A real-time phenotyping framework using machine learning for plant stress severity rating in soybean

Plant Methods. 2017 Apr 8:13:23. doi: 10.1186/s13007-017-0173-7. eCollection 2017.

Abstract

Background: Phenotyping is a critical component of plant research. Accurate and precise trait collection, when integrated with genetic tools, can greatly accelerate the rate of genetic gain in crop improvement. However, efficient and automatic phenotyping of traits across large populations is a challenge; which is further exacerbated by the necessity of sampling multiple environments and growing replicated trials. A promising approach is to leverage current advances in imaging technology, data analytics and machine learning to enable automated and fast phenotyping and subsequent decision support. In this context, the workflow for phenotyping (image capture → data storage and curation → trait extraction → machine learning/classification → models/apps for decision support) has to be carefully designed and efficiently executed to minimize resource usage and maximize utility. We illustrate such an end-to-end phenotyping workflow for the case of plant stress severity phenotyping in soybean, with a specific focus on the rapid and automatic assessment of iron deficiency chlorosis (IDC) severity on thousands of field plots. We showcase this analytics framework by extracting IDC features from a set of ~4500 unique canopies representing a diverse germplasm base that have different levels of IDC, and subsequently training a variety of classification models to predict plant stress severity. The best classifier is then deployed as a smartphone app for rapid and real time severity rating in the field.

Directions for this task – Decide whether each of the following statements agrees with the soybean phenotyping abstract, answering yes or no and quoting the words of the abstract that settle it. 1. The framework was demonstrated on roughly 4500 unique canopies. 2. The best classifier is deployed as a desktop web service. 3. The need to sample multiple environments makes efficient phenotyping across large populations harder.

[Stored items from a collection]
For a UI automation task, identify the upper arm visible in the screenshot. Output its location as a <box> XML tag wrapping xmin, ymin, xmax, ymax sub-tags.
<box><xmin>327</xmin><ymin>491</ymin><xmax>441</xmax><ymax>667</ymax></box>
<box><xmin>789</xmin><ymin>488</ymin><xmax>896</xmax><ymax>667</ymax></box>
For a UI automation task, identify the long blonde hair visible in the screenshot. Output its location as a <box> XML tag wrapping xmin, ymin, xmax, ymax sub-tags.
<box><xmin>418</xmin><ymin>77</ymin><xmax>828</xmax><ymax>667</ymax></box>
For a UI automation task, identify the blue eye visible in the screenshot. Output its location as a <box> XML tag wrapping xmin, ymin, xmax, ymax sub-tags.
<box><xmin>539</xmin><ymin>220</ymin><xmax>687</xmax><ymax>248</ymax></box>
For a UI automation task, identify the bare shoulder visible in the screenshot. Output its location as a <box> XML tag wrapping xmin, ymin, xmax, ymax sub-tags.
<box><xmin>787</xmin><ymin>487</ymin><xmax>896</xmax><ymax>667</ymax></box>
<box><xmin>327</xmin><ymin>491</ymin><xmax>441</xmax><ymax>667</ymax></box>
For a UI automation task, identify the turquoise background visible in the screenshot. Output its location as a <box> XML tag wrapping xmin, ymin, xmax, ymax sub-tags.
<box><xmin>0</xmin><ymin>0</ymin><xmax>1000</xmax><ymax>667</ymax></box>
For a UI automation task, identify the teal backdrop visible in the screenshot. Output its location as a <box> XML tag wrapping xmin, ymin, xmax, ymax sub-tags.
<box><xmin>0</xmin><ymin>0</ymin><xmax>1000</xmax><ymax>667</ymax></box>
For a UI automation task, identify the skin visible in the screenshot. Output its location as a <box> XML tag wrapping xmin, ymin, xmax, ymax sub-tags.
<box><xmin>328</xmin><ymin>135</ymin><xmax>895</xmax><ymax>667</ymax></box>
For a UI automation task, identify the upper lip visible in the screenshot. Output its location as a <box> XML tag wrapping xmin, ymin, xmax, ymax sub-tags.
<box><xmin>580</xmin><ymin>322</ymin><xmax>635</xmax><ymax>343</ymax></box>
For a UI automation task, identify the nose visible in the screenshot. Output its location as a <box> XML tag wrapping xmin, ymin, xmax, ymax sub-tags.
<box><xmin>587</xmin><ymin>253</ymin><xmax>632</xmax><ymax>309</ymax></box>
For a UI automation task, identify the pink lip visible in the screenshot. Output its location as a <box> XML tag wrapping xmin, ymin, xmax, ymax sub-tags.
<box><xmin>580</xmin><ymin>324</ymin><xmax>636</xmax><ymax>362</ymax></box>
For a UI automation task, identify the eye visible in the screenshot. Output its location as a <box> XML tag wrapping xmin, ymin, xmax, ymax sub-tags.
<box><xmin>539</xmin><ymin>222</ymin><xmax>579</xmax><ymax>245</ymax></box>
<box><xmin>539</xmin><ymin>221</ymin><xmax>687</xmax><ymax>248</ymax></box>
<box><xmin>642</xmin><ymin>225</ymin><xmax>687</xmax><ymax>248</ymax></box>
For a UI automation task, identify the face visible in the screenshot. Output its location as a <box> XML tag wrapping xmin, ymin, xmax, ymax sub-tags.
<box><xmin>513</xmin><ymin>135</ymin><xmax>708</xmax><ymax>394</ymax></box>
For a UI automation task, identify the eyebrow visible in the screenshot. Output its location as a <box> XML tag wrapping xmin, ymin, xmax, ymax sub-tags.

Exercise response –
1. Yes: "extracting IDC features from a set of ~4500 unique canopies"
2. No: "The best classifier is then deployed as a smartphone app"
3. Yes: "which is further exacerbated by the necessity of sampling multiple environments and growing replicated trials"